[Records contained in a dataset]
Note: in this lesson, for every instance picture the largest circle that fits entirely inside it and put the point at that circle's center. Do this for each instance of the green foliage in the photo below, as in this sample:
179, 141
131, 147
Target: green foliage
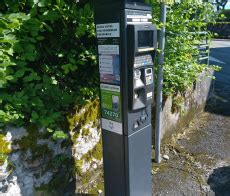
4, 149
47, 61
184, 22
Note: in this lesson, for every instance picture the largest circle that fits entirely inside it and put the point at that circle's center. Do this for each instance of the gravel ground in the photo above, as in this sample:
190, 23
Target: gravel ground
199, 157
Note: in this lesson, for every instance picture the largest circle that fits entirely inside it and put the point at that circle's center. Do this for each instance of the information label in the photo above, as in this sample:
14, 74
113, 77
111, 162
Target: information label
110, 125
109, 63
108, 30
110, 102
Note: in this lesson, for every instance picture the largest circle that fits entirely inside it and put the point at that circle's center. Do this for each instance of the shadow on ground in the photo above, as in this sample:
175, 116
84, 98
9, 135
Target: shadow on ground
219, 181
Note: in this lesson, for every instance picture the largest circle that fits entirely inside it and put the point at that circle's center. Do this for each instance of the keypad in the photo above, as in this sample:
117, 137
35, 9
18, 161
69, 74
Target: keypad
143, 60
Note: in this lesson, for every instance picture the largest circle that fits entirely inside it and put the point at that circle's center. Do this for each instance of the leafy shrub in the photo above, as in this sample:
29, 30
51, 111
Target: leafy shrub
48, 62
184, 23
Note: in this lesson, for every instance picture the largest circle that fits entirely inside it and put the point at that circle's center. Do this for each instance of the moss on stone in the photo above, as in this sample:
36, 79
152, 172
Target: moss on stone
90, 114
95, 153
4, 149
29, 142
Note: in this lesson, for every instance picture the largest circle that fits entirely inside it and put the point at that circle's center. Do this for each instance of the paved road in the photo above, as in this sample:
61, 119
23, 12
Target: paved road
199, 161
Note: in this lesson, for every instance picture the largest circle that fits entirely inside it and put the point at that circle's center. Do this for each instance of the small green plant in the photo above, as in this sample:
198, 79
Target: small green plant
4, 149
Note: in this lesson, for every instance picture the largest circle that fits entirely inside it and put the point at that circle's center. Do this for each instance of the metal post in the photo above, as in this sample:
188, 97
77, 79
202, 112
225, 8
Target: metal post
160, 85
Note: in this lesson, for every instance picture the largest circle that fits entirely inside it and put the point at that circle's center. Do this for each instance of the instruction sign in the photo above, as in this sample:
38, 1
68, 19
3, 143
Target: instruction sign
108, 30
110, 102
109, 63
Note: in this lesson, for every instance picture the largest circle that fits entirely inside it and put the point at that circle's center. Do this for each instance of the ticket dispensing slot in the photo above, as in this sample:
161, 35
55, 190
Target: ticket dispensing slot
141, 52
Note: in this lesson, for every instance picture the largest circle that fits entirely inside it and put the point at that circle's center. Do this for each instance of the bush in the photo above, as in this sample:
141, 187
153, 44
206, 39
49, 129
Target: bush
184, 23
48, 57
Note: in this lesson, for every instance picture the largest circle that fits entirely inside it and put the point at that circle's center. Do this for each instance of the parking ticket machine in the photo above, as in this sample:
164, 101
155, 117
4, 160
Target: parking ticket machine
126, 45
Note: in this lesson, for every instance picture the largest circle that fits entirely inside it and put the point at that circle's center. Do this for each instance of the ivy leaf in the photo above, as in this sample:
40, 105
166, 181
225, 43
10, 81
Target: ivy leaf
20, 73
59, 135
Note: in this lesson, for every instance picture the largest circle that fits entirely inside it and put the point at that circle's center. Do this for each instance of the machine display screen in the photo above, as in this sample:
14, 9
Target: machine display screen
145, 39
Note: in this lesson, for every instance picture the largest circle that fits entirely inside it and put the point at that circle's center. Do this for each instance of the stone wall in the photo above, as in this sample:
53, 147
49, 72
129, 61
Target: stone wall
31, 161
180, 110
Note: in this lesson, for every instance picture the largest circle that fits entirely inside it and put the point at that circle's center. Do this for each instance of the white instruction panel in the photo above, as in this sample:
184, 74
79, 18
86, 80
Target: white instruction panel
108, 30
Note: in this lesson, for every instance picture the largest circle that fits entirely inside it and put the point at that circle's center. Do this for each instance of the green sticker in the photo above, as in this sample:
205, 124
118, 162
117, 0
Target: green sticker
110, 102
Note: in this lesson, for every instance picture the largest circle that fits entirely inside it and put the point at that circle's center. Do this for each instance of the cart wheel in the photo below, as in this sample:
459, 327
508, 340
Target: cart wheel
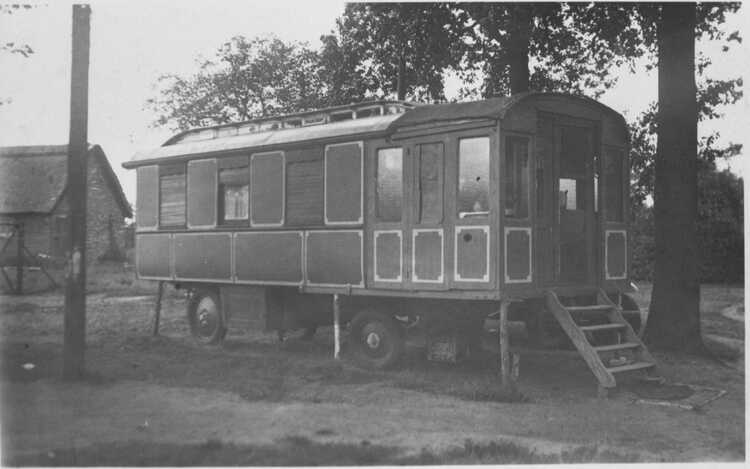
377, 338
206, 318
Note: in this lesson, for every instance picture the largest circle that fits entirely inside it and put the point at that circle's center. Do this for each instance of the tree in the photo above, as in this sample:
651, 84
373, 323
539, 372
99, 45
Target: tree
719, 227
246, 79
399, 49
547, 46
674, 322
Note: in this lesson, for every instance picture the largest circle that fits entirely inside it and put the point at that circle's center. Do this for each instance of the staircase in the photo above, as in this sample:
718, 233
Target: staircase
603, 337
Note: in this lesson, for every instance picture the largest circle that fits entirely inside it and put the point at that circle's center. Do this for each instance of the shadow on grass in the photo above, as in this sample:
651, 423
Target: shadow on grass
301, 451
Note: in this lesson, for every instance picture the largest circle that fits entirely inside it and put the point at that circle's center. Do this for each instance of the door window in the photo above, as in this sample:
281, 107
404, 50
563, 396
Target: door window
516, 177
430, 183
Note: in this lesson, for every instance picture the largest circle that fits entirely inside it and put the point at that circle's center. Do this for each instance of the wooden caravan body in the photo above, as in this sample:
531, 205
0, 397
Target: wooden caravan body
506, 197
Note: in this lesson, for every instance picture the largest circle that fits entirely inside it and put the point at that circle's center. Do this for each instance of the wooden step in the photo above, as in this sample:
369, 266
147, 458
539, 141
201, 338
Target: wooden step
589, 309
631, 367
614, 347
602, 327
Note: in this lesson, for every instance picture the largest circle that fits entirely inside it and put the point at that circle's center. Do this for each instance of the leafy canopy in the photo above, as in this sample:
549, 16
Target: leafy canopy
247, 78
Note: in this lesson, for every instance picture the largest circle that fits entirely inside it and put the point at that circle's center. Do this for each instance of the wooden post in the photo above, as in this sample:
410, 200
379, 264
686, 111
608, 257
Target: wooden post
506, 366
157, 311
19, 258
74, 338
336, 326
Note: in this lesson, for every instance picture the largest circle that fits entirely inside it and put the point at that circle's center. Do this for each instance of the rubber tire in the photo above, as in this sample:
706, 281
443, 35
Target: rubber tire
391, 344
215, 335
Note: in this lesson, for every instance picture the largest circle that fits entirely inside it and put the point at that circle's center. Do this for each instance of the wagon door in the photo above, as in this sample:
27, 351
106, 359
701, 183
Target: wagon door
387, 232
575, 221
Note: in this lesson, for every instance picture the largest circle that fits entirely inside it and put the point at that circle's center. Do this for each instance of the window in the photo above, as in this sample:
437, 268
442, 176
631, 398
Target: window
516, 177
613, 184
172, 195
430, 183
267, 189
389, 187
60, 235
234, 190
473, 176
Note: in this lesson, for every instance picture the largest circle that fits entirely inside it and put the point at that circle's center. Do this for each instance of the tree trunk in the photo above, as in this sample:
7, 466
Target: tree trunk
518, 52
674, 319
401, 83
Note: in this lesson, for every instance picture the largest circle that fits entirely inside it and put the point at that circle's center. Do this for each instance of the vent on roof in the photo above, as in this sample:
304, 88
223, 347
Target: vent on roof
325, 116
369, 112
227, 132
314, 120
341, 116
292, 123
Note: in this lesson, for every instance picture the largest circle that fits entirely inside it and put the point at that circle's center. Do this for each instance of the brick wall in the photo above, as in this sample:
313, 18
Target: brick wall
101, 207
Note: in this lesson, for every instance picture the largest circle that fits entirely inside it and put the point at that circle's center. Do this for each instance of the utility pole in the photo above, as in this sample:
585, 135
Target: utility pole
74, 338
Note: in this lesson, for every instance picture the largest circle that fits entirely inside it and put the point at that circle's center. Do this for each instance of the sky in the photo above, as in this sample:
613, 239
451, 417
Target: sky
133, 43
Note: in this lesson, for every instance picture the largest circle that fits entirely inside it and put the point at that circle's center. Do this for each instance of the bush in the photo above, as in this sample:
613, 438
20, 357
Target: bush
720, 230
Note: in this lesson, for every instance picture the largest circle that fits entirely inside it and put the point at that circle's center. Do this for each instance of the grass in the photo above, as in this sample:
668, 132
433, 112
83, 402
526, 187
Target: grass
301, 451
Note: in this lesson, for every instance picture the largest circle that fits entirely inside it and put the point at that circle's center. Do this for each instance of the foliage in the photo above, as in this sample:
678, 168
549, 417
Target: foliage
712, 94
247, 78
719, 225
571, 47
397, 49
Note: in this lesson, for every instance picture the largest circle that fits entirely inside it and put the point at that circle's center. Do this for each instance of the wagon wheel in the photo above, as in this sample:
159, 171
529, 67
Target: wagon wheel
377, 338
206, 317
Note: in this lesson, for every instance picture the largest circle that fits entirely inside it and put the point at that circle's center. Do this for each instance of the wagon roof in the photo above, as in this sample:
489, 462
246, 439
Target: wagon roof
414, 115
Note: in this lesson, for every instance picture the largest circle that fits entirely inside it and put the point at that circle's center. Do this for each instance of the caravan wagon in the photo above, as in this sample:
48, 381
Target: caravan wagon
418, 217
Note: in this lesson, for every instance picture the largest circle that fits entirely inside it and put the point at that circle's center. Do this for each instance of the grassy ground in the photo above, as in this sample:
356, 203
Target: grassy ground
301, 451
252, 401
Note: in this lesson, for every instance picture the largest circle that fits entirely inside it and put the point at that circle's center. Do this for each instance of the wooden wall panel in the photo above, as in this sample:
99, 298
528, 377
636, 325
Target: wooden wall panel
152, 256
267, 189
201, 193
334, 258
147, 201
616, 254
304, 192
343, 183
472, 253
268, 257
388, 252
203, 256
518, 255
427, 255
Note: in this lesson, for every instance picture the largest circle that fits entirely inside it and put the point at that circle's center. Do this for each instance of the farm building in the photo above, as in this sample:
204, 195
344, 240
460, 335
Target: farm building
33, 193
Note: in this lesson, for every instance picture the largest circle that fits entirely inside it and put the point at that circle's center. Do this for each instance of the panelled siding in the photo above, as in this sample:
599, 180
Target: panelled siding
310, 225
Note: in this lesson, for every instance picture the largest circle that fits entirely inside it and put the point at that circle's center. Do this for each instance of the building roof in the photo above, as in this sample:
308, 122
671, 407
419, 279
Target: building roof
34, 178
371, 126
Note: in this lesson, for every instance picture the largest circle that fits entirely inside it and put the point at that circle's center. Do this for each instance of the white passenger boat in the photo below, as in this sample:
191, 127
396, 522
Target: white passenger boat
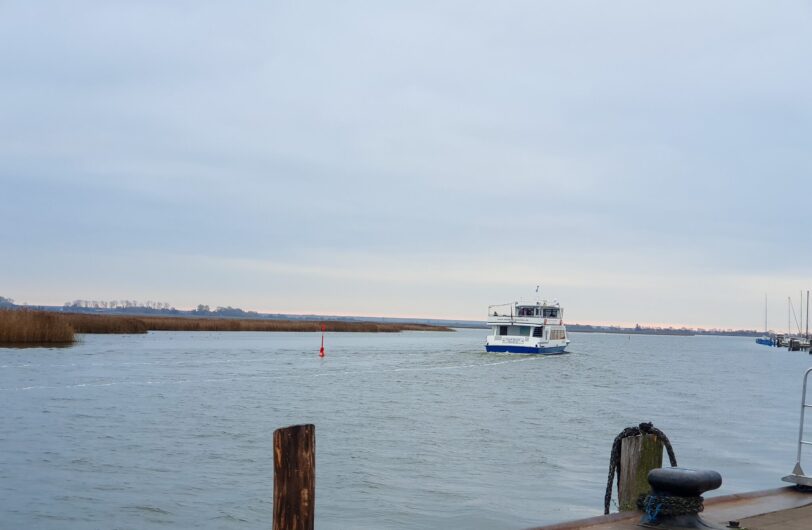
527, 328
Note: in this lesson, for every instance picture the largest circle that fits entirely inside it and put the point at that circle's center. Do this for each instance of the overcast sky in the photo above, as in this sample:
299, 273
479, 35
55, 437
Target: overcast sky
643, 161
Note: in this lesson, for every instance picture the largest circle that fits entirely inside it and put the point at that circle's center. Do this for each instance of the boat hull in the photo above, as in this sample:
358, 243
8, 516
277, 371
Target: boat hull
509, 348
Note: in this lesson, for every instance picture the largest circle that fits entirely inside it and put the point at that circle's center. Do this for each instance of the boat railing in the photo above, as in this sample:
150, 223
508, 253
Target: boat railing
798, 476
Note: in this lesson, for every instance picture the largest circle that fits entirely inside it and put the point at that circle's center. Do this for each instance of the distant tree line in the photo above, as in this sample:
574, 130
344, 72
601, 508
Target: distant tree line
204, 310
117, 304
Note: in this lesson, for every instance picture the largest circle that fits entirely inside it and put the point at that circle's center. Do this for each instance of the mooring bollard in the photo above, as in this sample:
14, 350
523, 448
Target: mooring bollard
294, 481
676, 498
638, 455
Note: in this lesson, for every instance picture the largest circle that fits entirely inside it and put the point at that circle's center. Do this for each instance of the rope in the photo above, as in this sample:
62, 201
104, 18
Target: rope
655, 506
614, 458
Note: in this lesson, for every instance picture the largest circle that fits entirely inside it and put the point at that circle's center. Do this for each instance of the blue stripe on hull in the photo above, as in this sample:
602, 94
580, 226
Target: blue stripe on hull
524, 349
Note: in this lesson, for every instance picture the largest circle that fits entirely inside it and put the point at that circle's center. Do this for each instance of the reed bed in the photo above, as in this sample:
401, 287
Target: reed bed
227, 324
83, 323
19, 327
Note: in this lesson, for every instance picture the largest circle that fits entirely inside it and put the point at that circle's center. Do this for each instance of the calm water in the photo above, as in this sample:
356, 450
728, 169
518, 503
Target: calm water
414, 430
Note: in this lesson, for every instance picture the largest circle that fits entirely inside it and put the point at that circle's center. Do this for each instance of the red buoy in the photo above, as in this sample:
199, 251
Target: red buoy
321, 351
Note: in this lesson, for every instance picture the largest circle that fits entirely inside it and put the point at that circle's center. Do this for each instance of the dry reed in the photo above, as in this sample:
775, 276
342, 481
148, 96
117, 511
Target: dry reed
41, 327
227, 324
20, 327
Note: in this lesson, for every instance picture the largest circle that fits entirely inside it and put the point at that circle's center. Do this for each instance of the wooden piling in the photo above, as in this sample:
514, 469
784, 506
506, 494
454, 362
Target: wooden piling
638, 455
294, 481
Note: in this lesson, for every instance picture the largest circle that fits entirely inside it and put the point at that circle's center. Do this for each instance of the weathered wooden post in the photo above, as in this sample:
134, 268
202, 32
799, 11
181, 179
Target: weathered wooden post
638, 455
294, 479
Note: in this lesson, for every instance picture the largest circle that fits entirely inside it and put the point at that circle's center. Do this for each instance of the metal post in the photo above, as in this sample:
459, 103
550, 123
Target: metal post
801, 428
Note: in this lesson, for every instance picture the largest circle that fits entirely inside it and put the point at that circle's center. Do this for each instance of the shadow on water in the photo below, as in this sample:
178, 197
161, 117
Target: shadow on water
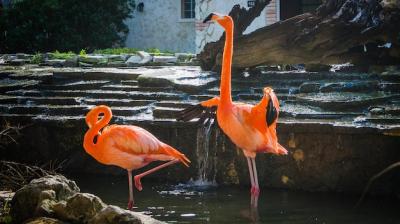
188, 203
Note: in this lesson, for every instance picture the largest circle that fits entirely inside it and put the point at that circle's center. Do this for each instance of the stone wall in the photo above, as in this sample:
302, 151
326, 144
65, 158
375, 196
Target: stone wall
160, 26
322, 157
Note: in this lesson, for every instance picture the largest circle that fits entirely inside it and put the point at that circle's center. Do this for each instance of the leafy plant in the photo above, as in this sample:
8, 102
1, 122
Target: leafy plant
37, 58
116, 51
62, 55
83, 53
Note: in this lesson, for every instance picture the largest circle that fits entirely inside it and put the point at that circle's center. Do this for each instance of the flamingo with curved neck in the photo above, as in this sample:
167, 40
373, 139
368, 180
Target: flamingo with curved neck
127, 146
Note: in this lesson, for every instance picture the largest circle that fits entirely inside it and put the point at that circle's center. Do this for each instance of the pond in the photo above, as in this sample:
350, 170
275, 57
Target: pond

> **What you need to do**
Copy only this, please: the line with "on water in" and every line after it through the end of the data, with no pictures.

> **Result for this task**
Note: in this lesson, for every instance picture the largest circle that fits entirely inside it and put the point at that circle's center. Do this for each instance of the shadow on water in the photo below, as in this sample:
178, 197
161, 117
Target: shadow on water
188, 203
Note: in this lesson, for every instance picture the largest circle that fits entirely inside it and put the point at that circle's center. Do this for each instance of the stone wall in the photo above, as in this sample:
302, 151
326, 144
65, 158
375, 196
Target: stone wall
160, 26
322, 157
Note: in this lesson, for every instance picture the largest circle that fits entirely inside it and put the point at that circle's center. Do this for each instance of the leafy plant in the photo above, as in this sample:
8, 102
1, 122
Target: leafy plant
37, 58
116, 51
62, 55
83, 53
Note: in this lesson, for every instance picture the largest circle that fits entirely inside it and put the point at that circle's center. Do this for each instance of the flamingo with curved neck in the photo above, as in this sample:
167, 40
373, 139
368, 180
Target: flamingo with curved neck
127, 146
Note: in this lesson, for every instance picture the largest circle that fits entirely inside it and put the point at that circle's center. Do this for each instance of the pond in the photo above, as in this sample:
350, 170
275, 57
Target: pond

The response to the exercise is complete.